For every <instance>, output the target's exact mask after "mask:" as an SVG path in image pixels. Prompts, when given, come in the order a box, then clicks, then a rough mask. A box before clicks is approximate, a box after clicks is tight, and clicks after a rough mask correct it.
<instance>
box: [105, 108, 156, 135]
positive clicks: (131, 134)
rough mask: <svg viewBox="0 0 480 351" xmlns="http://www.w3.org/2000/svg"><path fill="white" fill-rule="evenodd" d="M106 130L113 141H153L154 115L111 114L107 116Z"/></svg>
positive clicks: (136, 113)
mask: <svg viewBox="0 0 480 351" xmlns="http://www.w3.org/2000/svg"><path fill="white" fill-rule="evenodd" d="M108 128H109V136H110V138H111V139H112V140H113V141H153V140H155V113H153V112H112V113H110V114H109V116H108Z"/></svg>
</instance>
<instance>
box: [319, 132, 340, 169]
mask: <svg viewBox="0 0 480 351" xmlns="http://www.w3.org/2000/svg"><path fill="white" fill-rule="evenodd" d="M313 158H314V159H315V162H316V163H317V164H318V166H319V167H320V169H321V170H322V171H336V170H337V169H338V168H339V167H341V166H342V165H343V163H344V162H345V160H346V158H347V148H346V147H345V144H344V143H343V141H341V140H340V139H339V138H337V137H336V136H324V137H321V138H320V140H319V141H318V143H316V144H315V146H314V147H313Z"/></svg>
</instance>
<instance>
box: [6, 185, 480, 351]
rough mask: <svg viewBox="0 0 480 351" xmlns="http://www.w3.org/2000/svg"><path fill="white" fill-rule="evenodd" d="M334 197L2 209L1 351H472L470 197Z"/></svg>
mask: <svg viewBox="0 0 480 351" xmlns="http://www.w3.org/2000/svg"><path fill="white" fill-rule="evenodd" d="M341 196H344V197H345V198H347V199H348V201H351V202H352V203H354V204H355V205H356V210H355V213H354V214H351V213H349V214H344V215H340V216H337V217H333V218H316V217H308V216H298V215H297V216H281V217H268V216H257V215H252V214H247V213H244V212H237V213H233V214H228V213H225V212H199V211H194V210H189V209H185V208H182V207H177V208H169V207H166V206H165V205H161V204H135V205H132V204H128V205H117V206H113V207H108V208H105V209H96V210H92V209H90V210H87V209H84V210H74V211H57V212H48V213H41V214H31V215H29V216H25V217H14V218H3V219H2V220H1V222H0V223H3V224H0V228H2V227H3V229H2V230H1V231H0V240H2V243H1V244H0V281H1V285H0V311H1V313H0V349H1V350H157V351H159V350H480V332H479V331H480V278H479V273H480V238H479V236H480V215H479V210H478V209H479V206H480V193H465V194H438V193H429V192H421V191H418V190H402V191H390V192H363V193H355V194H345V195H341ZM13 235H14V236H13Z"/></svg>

...

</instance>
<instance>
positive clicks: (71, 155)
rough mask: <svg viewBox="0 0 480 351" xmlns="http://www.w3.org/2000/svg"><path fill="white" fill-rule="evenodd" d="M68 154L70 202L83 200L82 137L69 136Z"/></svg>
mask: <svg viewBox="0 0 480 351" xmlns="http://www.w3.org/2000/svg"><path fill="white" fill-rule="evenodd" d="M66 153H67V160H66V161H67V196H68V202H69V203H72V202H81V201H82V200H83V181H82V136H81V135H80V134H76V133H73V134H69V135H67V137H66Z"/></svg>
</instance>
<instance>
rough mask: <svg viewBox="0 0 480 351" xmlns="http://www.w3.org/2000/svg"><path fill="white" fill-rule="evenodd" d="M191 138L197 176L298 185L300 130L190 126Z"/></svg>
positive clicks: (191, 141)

Work request:
Going back over the entries above, copy word for word every line from the one that has "box: [105, 108, 156, 135]" on through the one that has "box: [6, 185, 480, 351]".

Output below:
box: [105, 108, 156, 135]
positive clicks: (131, 134)
rough mask: <svg viewBox="0 0 480 351" xmlns="http://www.w3.org/2000/svg"><path fill="white" fill-rule="evenodd" d="M106 130L113 141H153L154 115L111 114L107 116Z"/></svg>
positive clicks: (136, 113)
mask: <svg viewBox="0 0 480 351" xmlns="http://www.w3.org/2000/svg"><path fill="white" fill-rule="evenodd" d="M108 128H109V136H110V138H111V139H112V140H113V141H153V140H155V113H153V112H112V113H110V114H109V116H108Z"/></svg>
</instance>
<instance>
box: [319, 132, 340, 169]
mask: <svg viewBox="0 0 480 351" xmlns="http://www.w3.org/2000/svg"><path fill="white" fill-rule="evenodd" d="M313 158H314V159H315V162H316V163H317V164H318V166H319V167H320V169H321V170H322V171H336V170H337V169H338V168H339V167H341V166H342V165H343V163H344V162H345V160H346V158H347V148H346V147H345V144H344V143H343V141H341V140H340V139H339V138H337V137H336V136H324V137H321V138H320V140H319V141H318V143H316V144H315V146H314V147H313Z"/></svg>
</instance>
<instance>
box: [6, 185, 480, 351]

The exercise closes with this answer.